■ Task requirements
Exactly reproduce the lines from the line containing "the green tree" to the end of the data below, inclusive, and nothing else.

■ Dataset content
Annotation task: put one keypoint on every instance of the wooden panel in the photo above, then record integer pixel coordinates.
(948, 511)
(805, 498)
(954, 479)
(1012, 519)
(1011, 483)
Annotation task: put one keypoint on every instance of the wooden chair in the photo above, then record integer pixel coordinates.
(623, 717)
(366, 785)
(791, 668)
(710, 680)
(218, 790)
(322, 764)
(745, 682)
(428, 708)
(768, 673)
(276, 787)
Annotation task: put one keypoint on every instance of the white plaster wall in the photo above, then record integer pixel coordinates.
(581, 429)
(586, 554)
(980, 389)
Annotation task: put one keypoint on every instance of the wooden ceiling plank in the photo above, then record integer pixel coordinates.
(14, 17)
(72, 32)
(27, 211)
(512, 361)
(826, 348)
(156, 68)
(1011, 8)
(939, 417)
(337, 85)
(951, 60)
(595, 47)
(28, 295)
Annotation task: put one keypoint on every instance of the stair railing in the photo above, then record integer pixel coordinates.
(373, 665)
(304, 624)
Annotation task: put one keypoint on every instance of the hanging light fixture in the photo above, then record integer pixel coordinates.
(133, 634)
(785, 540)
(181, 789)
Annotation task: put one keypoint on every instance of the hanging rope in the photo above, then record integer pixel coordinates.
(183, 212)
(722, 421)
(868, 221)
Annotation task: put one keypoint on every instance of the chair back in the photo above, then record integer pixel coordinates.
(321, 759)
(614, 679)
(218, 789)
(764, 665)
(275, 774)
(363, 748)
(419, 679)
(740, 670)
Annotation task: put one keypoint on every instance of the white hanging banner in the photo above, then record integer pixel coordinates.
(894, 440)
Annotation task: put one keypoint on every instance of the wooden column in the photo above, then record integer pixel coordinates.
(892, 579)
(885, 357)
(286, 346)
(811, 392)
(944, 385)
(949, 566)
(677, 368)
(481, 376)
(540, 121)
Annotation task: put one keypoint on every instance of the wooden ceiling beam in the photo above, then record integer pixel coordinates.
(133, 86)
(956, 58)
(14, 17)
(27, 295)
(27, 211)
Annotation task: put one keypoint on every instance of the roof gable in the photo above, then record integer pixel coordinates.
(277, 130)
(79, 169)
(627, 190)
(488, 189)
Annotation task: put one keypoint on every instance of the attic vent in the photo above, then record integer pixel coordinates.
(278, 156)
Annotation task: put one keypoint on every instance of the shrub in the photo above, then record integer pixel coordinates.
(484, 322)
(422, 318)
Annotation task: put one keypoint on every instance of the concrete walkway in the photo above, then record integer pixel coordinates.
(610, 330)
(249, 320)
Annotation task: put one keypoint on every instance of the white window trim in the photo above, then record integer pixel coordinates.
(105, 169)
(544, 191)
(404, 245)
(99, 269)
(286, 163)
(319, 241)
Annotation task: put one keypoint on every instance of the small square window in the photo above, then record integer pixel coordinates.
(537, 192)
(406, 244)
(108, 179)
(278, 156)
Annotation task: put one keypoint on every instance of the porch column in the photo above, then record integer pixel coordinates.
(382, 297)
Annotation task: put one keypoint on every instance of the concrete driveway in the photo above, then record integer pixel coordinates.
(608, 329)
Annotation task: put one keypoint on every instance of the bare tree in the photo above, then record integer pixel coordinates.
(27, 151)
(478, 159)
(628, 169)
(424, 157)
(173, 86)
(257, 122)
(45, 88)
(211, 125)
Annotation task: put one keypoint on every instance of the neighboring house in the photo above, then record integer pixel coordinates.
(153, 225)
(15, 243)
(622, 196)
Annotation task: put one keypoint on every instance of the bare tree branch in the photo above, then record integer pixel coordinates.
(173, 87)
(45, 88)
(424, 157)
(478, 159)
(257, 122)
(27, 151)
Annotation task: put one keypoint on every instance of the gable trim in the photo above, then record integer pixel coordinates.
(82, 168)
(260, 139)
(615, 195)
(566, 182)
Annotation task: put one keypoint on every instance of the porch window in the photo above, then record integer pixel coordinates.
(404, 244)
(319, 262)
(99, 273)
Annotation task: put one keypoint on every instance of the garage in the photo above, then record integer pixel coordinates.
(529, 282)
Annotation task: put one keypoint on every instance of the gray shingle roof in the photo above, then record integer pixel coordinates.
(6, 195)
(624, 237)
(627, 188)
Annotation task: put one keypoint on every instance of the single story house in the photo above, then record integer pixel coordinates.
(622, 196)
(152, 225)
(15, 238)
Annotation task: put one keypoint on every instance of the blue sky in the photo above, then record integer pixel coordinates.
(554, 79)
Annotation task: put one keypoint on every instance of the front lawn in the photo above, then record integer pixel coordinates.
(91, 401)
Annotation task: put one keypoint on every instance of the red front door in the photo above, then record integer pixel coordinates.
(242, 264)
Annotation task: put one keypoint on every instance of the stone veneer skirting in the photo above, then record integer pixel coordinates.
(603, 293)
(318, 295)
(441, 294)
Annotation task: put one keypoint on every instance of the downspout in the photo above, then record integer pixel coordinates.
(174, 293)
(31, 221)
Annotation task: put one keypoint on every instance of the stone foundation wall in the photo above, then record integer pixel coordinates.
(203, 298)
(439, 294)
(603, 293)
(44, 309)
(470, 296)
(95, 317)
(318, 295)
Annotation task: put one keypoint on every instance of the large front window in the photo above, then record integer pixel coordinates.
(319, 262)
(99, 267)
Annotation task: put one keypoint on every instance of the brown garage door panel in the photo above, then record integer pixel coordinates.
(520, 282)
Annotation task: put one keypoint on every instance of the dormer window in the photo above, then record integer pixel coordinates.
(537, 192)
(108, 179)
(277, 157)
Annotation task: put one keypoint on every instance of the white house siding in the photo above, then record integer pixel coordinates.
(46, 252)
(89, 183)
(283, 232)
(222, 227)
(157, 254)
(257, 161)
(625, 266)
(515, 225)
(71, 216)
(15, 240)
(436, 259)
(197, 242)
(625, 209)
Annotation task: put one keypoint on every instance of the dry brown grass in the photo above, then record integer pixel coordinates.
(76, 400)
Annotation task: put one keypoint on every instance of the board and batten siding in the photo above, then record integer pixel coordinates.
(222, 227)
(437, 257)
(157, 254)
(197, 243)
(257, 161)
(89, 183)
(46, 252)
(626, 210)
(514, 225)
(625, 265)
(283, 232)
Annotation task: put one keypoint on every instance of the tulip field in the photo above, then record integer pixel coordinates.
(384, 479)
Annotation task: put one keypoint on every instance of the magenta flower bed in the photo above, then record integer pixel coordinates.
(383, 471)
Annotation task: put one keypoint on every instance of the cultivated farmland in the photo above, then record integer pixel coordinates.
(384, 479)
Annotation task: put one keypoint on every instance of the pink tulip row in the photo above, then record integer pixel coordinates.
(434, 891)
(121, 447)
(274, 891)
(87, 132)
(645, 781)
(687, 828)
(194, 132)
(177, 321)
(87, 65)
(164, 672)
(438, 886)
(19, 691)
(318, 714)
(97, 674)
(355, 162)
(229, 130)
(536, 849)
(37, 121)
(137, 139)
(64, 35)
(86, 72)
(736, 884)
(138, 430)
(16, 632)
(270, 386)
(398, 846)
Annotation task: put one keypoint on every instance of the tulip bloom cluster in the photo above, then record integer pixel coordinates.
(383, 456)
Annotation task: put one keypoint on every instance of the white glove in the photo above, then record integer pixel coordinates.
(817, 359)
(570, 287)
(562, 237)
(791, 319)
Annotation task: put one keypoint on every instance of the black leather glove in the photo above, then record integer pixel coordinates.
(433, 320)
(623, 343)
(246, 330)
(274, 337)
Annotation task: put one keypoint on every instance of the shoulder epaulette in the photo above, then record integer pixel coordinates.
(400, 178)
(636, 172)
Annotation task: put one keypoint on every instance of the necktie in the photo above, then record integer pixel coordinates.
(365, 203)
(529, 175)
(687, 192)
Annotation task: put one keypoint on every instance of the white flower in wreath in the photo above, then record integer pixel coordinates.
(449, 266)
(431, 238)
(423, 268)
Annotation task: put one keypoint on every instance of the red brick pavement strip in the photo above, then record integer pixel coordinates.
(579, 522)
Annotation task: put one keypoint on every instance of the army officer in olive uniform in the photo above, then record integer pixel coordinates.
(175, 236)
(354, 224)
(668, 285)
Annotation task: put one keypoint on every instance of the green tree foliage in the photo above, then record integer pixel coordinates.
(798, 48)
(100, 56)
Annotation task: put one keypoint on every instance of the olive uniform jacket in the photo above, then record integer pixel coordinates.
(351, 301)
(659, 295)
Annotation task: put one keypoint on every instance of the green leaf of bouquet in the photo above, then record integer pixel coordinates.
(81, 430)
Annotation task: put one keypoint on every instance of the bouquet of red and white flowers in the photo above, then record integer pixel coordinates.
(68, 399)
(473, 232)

■ Worked solution
Annotation task: put one keypoint on every instance of the green tree foliage in the photo above, then record integer pixel coordinates.
(798, 48)
(100, 56)
Annotation task: put one keypoint on every instance of the olive uniform jacket in the photo above, then record integer pixel coordinates.
(351, 301)
(659, 295)
Annotation task: put one keypoint on every instance of the green leaf of bouquet in the photo above, then record integer pixel coordinates.
(81, 430)
Annotation task: put one keypoint on every instance of the bouquet of red and white flowers in the photo above, then record integer pixel coordinates.
(68, 399)
(473, 232)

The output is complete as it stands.